Your task.
Copy out the part that opens with the line containing "Where can the ladder" and closes with the last line, requests included. Lower every coordinate in the answer points by 85.
___
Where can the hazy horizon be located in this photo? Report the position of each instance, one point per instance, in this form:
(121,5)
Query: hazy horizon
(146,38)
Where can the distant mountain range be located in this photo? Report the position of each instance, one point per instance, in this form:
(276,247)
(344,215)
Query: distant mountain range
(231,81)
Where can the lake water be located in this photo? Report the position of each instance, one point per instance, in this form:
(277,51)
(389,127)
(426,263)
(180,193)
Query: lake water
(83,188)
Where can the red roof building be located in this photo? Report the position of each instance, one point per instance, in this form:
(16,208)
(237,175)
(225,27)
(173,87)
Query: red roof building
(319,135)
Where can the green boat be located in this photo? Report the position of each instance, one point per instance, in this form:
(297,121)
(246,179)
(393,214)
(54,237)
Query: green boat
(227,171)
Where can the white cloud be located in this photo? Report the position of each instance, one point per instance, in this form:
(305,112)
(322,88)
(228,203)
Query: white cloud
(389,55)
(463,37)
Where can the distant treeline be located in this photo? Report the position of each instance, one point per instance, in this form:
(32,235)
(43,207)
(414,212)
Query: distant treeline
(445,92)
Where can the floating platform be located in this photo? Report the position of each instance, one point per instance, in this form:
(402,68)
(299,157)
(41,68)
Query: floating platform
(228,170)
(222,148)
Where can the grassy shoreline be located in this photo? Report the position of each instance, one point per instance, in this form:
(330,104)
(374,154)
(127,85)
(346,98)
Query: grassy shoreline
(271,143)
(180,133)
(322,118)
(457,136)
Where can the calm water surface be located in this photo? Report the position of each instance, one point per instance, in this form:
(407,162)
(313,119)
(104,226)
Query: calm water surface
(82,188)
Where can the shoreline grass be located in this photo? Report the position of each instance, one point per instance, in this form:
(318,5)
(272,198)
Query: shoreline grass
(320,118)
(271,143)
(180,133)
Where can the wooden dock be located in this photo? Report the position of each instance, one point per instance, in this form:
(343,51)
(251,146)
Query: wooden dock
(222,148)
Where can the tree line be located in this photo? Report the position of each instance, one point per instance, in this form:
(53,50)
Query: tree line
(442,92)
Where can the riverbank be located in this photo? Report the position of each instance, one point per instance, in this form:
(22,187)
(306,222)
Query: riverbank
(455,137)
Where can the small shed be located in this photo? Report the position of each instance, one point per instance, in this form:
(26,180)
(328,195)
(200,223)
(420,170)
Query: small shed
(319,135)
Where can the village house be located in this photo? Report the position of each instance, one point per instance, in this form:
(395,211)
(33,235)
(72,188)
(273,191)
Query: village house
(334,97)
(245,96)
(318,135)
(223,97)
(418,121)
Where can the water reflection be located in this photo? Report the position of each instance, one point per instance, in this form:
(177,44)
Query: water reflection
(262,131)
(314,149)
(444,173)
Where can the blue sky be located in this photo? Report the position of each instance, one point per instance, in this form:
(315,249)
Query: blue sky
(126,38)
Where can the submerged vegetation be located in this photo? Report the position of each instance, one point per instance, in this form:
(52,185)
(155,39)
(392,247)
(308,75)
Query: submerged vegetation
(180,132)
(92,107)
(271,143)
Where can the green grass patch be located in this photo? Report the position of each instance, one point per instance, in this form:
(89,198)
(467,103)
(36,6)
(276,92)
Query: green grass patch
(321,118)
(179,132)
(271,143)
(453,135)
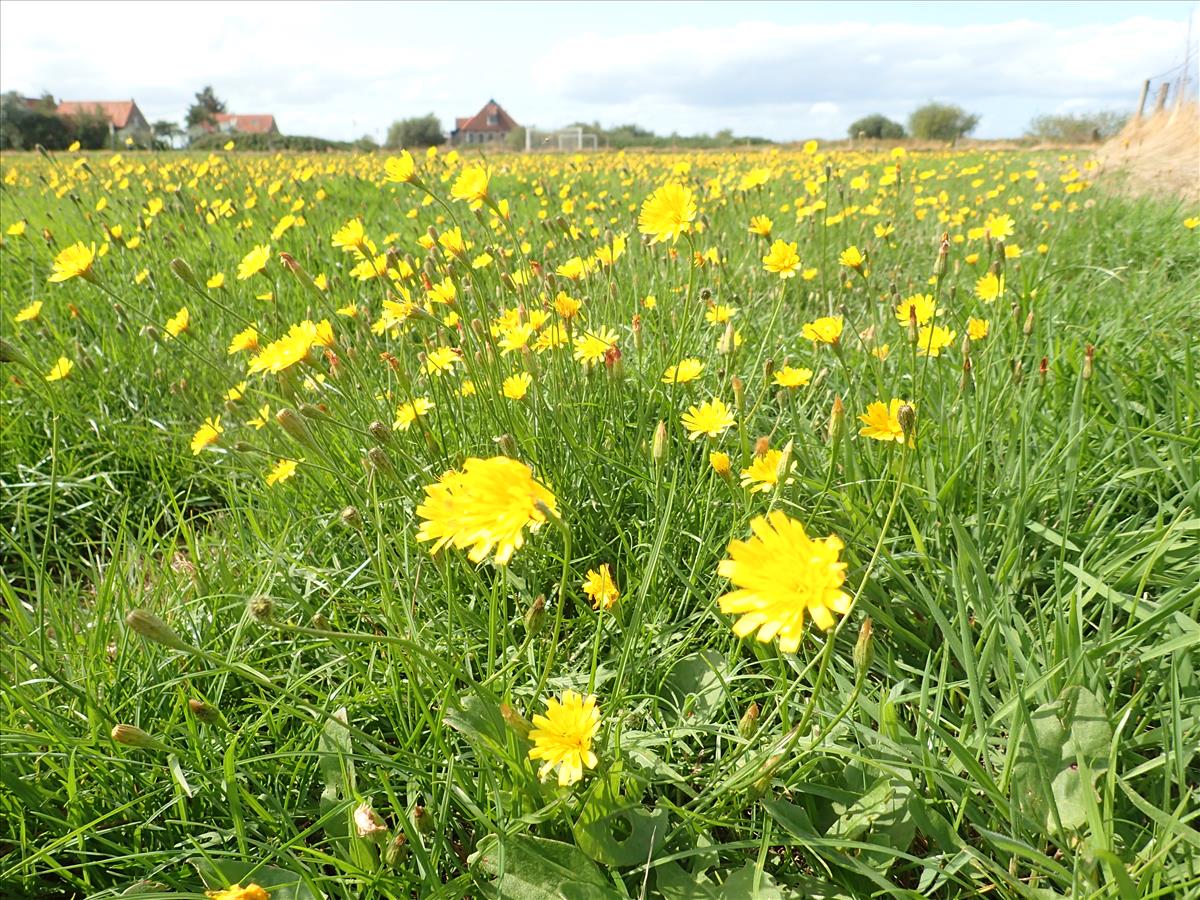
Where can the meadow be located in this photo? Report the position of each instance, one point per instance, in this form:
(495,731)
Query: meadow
(778,523)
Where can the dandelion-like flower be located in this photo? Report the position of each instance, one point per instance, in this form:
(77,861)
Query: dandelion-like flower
(563,737)
(711,418)
(667,213)
(600,588)
(781,575)
(486,508)
(75,262)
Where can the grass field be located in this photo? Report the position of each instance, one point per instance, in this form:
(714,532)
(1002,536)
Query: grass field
(232,659)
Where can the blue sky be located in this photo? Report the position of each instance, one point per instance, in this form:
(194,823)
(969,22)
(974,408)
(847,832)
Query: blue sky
(784,71)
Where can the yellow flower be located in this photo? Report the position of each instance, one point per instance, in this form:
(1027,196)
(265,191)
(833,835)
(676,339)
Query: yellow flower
(253,262)
(781,574)
(592,346)
(208,433)
(29,313)
(667,213)
(882,421)
(472,186)
(75,262)
(720,462)
(600,588)
(825,330)
(409,412)
(687,371)
(852,257)
(921,306)
(783,259)
(789,377)
(563,737)
(516,385)
(245,340)
(767,471)
(711,418)
(761,226)
(933,340)
(486,508)
(251,892)
(989,287)
(61,370)
(400,169)
(282,472)
(178,323)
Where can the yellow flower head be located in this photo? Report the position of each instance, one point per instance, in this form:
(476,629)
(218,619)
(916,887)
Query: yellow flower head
(60,370)
(789,377)
(208,433)
(711,418)
(825,330)
(881,421)
(486,508)
(600,588)
(253,262)
(563,737)
(767,471)
(667,213)
(780,575)
(688,370)
(472,186)
(75,262)
(783,259)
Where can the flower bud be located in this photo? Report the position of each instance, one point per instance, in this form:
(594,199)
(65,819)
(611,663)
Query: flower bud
(295,427)
(749,723)
(133,736)
(535,616)
(367,823)
(516,721)
(151,628)
(864,648)
(184,273)
(659,448)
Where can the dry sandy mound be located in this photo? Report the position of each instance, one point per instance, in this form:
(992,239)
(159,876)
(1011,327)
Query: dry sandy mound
(1158,154)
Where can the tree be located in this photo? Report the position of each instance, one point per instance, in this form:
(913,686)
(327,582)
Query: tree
(941,121)
(424,131)
(876,127)
(1077,129)
(205,108)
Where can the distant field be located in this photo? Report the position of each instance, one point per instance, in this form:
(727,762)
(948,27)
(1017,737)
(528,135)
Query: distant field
(858,489)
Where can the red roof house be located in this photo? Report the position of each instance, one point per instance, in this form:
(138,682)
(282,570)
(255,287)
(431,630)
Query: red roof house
(487,125)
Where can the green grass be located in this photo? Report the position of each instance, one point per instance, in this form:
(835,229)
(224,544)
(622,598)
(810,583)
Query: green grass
(1027,725)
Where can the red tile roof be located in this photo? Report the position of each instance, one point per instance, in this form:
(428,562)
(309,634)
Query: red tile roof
(479,120)
(117,111)
(252,124)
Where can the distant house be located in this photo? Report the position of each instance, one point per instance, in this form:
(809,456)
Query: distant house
(489,125)
(125,120)
(238,124)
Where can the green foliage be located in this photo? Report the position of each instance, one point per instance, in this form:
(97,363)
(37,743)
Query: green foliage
(875,127)
(418,132)
(941,121)
(1077,127)
(204,108)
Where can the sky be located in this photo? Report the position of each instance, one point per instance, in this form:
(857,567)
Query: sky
(786,71)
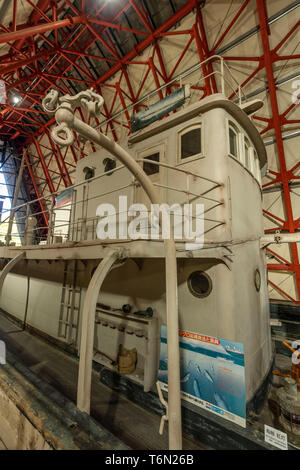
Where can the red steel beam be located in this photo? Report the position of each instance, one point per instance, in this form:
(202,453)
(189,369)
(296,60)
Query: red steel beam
(264,33)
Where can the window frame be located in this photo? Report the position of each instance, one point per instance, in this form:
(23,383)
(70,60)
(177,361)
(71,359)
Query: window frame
(160,149)
(232,126)
(243,140)
(185,130)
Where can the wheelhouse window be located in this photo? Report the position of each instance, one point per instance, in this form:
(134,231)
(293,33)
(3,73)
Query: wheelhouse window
(233,141)
(247,153)
(151,168)
(257,167)
(190,142)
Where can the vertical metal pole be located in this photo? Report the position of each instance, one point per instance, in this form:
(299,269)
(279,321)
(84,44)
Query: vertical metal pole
(16,195)
(264,32)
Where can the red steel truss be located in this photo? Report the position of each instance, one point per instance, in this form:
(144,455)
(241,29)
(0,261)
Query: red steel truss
(36,62)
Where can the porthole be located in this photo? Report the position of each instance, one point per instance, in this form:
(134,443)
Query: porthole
(109,164)
(89,172)
(199,284)
(257,280)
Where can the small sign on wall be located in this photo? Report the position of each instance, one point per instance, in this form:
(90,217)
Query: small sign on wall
(276,438)
(212,374)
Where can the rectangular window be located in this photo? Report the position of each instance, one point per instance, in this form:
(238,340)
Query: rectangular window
(149,168)
(247,153)
(233,142)
(190,143)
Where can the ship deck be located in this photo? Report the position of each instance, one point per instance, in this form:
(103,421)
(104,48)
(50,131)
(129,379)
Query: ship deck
(132,424)
(95,249)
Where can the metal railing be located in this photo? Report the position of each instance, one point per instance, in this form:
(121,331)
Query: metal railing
(77,225)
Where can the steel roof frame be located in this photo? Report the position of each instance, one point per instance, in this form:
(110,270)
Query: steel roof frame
(69,45)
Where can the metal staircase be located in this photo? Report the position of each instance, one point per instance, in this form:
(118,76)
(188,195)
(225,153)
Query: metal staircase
(70,304)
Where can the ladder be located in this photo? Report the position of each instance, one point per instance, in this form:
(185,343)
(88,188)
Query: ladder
(70,304)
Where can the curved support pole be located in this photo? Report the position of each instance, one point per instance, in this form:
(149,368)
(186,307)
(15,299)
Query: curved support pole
(65,116)
(88,329)
(9,267)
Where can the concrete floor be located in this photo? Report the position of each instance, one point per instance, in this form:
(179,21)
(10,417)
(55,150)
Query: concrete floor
(135,426)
___
The answer.
Where can the ladder be located in this photo? Report the position of each instance, one point per instance, in this form:
(185,343)
(88,188)
Query: ladder
(-15,219)
Where can the curved support pole be located in this photo? Report the position of each instance, one point per instance, in this form:
(149,368)
(186,307)
(15,299)
Query: curved support pole
(-20,31)
(3,244)
(-76,182)
Where can the concrete floor be located in this photo? Report the position of each instance, one point per instance, in this form:
(179,21)
(10,417)
(55,150)
Query: concrete floor
(50,341)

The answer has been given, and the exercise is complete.